--- BEGIN Source text ---
Joy Emersion L.A. with Thea Monyeé
Throughout my life as a solopreneur, there are some collaborations that feel strategic, and others that feel inevitable.
Working alongside Thea has always felt like the second kind.
Through our ongoing work tending Bringing Flowers project together, we’ve been living inside a shared question:
What does it actually take to stay human while telling the truth about grief and still making room for joy?
And we talmbout joy and grief as daily practices that have consequences for how we move, how we rest, how we imagine liberation.
What I’ve learned from Thea, again and again, is that joy is not a mood. It is a metric. A way of measuring whether our lives, our movements, and our communities are actually life-giving.
Anyone serious about collective liberation has to be willing to ask that question honestly. Not just what are we fighting against, but what are we orienting toward?
That is the premise Thea has been sharpening through her work for years, and it’s the reason I’m genuinely excited to step into this particular format she’s offering now.
--- END Source text ---
--- BEGIN Material ---
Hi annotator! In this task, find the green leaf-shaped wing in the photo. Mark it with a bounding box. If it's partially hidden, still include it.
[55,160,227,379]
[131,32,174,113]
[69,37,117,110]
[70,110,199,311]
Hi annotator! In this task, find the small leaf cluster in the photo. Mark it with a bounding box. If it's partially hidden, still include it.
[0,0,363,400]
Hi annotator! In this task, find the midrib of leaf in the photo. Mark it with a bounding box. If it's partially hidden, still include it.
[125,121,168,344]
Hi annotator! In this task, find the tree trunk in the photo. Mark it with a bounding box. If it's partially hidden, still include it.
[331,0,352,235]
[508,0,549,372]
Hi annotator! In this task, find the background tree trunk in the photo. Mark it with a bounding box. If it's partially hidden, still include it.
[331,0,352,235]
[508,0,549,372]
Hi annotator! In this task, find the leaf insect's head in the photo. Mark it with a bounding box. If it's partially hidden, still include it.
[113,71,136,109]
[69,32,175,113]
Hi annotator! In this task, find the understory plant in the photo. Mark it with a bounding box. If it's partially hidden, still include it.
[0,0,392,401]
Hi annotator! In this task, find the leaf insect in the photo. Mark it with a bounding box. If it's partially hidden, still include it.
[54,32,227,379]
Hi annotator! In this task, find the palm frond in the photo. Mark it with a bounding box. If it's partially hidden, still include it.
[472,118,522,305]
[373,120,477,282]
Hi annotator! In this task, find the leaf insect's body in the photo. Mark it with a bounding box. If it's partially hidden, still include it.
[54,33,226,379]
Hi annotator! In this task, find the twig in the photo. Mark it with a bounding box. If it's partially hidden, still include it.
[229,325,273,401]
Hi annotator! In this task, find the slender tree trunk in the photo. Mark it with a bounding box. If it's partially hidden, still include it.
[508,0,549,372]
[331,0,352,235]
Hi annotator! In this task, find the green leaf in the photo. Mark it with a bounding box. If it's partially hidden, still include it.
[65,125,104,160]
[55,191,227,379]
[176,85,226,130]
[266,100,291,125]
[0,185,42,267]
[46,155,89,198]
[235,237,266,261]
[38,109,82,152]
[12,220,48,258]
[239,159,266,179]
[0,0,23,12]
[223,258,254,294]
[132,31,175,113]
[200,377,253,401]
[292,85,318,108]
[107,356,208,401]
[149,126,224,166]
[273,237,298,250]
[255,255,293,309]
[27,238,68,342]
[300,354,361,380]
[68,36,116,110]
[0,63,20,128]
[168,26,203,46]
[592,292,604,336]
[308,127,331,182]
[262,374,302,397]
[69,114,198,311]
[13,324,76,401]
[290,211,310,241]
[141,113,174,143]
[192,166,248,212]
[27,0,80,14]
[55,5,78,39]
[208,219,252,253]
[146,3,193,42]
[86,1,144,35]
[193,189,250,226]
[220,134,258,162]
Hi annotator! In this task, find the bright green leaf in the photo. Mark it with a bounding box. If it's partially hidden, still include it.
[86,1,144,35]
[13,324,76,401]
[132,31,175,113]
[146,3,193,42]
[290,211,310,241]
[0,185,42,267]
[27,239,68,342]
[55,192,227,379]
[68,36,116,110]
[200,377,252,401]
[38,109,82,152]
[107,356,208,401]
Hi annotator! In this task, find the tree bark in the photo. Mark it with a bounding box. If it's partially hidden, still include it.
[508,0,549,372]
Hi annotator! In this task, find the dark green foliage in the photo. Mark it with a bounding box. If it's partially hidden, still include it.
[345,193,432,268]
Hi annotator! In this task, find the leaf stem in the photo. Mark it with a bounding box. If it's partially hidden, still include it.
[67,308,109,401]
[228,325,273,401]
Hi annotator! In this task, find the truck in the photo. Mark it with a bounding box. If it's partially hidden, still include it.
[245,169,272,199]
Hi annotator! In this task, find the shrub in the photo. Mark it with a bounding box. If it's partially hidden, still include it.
--- END Material ---
> [Given problem 1]:
Based on the post about working with Thea Monyeé, decide whether each statement agrees with it. Answer yes or no for each, quoting the words from the post that settle it.
(a) The writer works as a solopreneur.
(b) The writer says joy is a mood.
(c) The writer and Thea tend the Bringing Flowers project together.
> [Given problem 2]:
In the post about working with Thea Monyeé, what shared question have the writer and Thea been living inside?
> [Given problem 3]:
Pick up the post about working with Thea Monyeé right after its last sentence and keep writing.

> [Final answer 1]:
(a) Yes: "Throughout my life as a solopreneur"
(b) No: "joy is not a mood. It is a metric."
(c) Yes: "Through our ongoing work tending Bringing Flowers project together"

> [Final answer 2]:
What does it actually take to stay human while telling the truth about grief and still making room for joy?

> [Final answer 3]:
Joy Emersion LA is one of the most intimate offerings Thea has created. It’s happening in Los Angeles—the city she calls home, the city that has shaped her, challenged her, and taught her how layered belonging can be. And it’s being held on land stewarded by people she loves, at Greenstone Farm & Sanctuary, beneath elder trees and well-tended soil that knows something about endurance.
This context matters. Because when Thea speaks of being (Black), Wild, & Loved, she is naming something specific and expansive at the same time. Black bodies, yes—and also every form of othering that makes us wonder whether the societies we live in can ever truly love us in our fullest, most untamed state. This day is an invitation to explore that question without rushing past the grief that inevitably surfaces alongside it.
This is a full-day immersion with nourishing meals, spacious reflection, intimate connection, and room to release what no longer serves. Participants will leave with what Thea calls a joy starter set: tools for building a life where joy is not an afterthought, but a guiding measure.
If you’ve been following our work through Bringing Flowers, this gathering is a chance to experience one of the living questions at the heart of that project, held with depth and care by someone I trust deeply. And if this isn’t for you, but someone came to mind as you were reading, share it with them, Love.
Bless up!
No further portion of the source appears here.